— BEGIN —

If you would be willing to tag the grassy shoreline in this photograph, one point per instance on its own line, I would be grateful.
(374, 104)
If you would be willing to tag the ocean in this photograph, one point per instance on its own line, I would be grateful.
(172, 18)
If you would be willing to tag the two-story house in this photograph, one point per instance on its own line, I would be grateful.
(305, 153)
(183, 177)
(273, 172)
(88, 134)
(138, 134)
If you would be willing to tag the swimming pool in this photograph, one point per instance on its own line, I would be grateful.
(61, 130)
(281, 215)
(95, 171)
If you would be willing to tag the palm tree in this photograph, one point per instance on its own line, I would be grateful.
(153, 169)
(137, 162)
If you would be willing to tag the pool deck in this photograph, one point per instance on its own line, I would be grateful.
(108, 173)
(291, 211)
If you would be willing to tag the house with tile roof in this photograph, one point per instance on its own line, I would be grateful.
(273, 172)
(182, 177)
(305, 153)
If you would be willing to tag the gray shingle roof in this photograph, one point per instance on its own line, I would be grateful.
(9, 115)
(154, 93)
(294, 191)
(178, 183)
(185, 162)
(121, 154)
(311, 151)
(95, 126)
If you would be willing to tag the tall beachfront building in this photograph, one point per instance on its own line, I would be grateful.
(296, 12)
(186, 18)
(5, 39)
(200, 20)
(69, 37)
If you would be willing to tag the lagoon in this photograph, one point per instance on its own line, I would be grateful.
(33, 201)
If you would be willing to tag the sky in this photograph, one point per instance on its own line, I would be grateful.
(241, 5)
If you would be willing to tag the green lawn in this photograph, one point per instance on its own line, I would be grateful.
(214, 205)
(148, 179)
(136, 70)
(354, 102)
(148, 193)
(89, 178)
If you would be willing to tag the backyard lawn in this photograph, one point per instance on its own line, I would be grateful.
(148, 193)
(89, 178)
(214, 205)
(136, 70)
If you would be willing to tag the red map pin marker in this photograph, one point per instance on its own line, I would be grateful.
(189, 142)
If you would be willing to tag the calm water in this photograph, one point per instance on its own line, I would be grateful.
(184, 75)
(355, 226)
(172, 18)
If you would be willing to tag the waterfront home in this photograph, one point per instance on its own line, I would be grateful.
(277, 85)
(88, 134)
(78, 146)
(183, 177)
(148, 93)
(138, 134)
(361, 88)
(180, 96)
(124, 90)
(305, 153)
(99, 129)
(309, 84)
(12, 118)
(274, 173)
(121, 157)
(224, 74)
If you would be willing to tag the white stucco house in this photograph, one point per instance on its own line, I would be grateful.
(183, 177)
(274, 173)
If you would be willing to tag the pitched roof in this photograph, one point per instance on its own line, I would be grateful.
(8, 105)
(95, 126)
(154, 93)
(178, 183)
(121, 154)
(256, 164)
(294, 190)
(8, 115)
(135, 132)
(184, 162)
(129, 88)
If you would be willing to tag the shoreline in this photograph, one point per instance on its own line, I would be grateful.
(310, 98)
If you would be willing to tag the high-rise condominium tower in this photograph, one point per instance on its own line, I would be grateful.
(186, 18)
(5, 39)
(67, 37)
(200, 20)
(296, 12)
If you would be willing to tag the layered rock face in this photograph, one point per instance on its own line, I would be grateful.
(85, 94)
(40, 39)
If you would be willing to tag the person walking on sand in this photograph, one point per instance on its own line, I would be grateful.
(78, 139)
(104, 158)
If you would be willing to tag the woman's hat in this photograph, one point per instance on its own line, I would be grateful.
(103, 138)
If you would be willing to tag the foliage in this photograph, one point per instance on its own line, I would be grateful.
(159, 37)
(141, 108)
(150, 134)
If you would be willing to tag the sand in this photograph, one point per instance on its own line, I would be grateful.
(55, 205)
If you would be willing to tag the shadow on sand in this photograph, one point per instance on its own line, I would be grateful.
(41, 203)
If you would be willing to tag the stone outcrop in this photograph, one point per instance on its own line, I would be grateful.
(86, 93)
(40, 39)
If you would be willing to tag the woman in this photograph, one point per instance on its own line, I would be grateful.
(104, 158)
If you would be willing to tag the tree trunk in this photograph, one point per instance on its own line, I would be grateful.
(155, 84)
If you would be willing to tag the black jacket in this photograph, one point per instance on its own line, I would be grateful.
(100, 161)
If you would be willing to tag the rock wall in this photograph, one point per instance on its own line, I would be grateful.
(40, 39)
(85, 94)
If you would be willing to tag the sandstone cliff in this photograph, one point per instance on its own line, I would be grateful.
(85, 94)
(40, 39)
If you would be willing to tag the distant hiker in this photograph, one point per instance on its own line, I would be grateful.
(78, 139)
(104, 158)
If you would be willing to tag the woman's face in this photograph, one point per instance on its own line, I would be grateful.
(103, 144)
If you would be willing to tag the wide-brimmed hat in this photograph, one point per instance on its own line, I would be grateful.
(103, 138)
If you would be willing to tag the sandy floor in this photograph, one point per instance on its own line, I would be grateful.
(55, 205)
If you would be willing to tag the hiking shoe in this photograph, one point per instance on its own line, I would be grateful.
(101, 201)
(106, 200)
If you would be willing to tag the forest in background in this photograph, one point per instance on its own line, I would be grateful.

— END —

## Instructions to follow
Reproduce all data above, unchanged.

## Correct response
If you would be willing to tag the grassy shoreline in this photograph, one point per instance on its own line, I would be grateful.
(374, 104)
If you would be willing to tag the ocean in this photograph, one point per instance on its own line, I would be grateful.
(172, 18)
If you would be willing to tag the two-story house in this photograph, one point per instance on its own line, I would be grateful.
(305, 153)
(183, 177)
(273, 172)
(88, 134)
(138, 134)
If you would be willing to tag the swimming pool in this photograph, one point per instance on its own line, I would be grateful.
(61, 130)
(281, 215)
(95, 171)
If you would be willing to tag the palm tree in this photograph, one point per instance on its own line, I would be grateful.
(153, 169)
(137, 162)
If you would be willing to tag the pool deck in this photograph, one point per instance on its own line, I would be grateful.
(108, 173)
(291, 211)
If you would be willing to tag the house with tile roof in this photograph, one point per instance on its own line, I would be grateful.
(273, 172)
(182, 177)
(305, 153)
If you would be willing to tag the gray shingle roof in this photograph, one point per instance on its own line, I would be grateful.
(9, 115)
(154, 93)
(294, 191)
(178, 183)
(185, 162)
(121, 154)
(311, 151)
(95, 126)
If you would be willing to tag the tall beachfront building in this photograph, one point per instance on its own line, I would be grateful.
(296, 12)
(186, 18)
(5, 39)
(200, 20)
(69, 37)
If you would be willing to tag the lagoon in this photograph, one point per instance on its own line, I would be grateful.
(33, 201)
If you would be willing to tag the sky in this photograph, one point per instance on its own line, I would be grateful.
(241, 5)
If you would be willing to tag the green lawn in this photograph, one point per instance on its own line, I would be grateful.
(214, 205)
(148, 179)
(136, 70)
(354, 102)
(148, 193)
(89, 178)
If you would be willing to tag the backyard lawn in this photograph, one point per instance on its own line, I would be grateful.
(148, 193)
(89, 178)
(214, 205)
(136, 70)
If you would be willing to tag the red map pin marker in this photograph, one point per instance on its own line, I would be grateful.
(189, 142)
If you would be willing to tag the calm water in this photograph, one point per instance on its own line, I would be grateful.
(184, 75)
(355, 226)
(172, 18)
If you would be willing to tag the waterfront home in this photograph, one point per instance on its own line, I would be grateful.
(277, 85)
(88, 134)
(78, 146)
(183, 177)
(148, 93)
(138, 134)
(361, 88)
(180, 96)
(124, 90)
(305, 153)
(99, 129)
(309, 84)
(12, 118)
(274, 173)
(121, 157)
(224, 74)
If you would be willing to tag the white stucco house in this photograph, one point per instance on its own line, I would be grateful.
(183, 177)
(274, 173)
If you would be willing to tag the pitched roof in this photograph, one point per instance on its own line, I would be grateful.
(8, 105)
(95, 126)
(154, 93)
(178, 183)
(121, 154)
(256, 164)
(294, 190)
(8, 115)
(135, 132)
(184, 162)
(129, 88)
If you would be willing to tag the shoreline in this photograph, one point per instance on its own line, I would be grateful.
(310, 98)
If you would be willing to tag the high-rise condominium tower in this photograph, one point per instance on its own line, I would be grateful.
(186, 18)
(5, 39)
(67, 37)
(200, 20)
(296, 12)
If you would be willing to tag the layered rock face in this photograph, one point per instance on its own line, I would be grateful.
(85, 94)
(40, 39)
If you would be willing to tag the person walking on sand in this photograph, one point per instance on its own line, I would be grateful.
(78, 139)
(104, 158)
If you would be willing to tag the woman's hat in this photograph, one point per instance on its own line, I would be grateful.
(103, 138)
If you would be willing to tag the foliage in this photograph, one point per instance on its own line, I would be grateful.
(159, 37)
(141, 108)
(150, 134)
If you would be willing to tag the sand in this photograph, one point per instance on its own line, I would be grateful.
(55, 205)
If you would be willing to tag the shadow on sand in this photograph, one point per instance on its own line, I would be grateful.
(41, 203)
If you would be willing to tag the stone outcrop in this photograph, one point per instance on its own line, I would be grateful.
(86, 93)
(40, 39)
If you would be willing to tag the woman in this photograph, one point per instance on its own line, I would be grateful.
(104, 158)
If you would be willing to tag the tree trunk in this photograph, one point per instance on its own line, I would be grateful.
(155, 84)
If you would be willing to tag the black jacket in this photograph, one point per instance on its own line, I would be grateful.
(100, 161)
If you would be willing to tag the rock wall in this photograph, one point per instance on its own line, I would be grateful.
(40, 39)
(85, 94)
If you would be willing to tag the sandstone cliff in this photograph, one point per instance on its own line, I would be grateful.
(85, 94)
(40, 39)
If you would be willing to tag the distant hiker in this photograph, one point per instance on its own line, I would be grateful.
(78, 139)
(104, 158)
If you would be willing to tag the woman's face in this photograph, one point per instance on its own line, I would be grateful.
(103, 144)
If you would be willing to tag the wide-brimmed hat in this photograph, one point per instance on its own line, I would be grateful.
(103, 138)
If you would be willing to tag the sandy floor in this photograph, one point per instance on its own line, I would be grateful.
(55, 205)
If you would be willing to tag the hiking shoe in this photograph, one point per instance on its own line, I would be grateful.
(101, 201)
(106, 200)
If you would be willing to tag the forest in background in this photograph, one point per instance on its own line, I would be grateful.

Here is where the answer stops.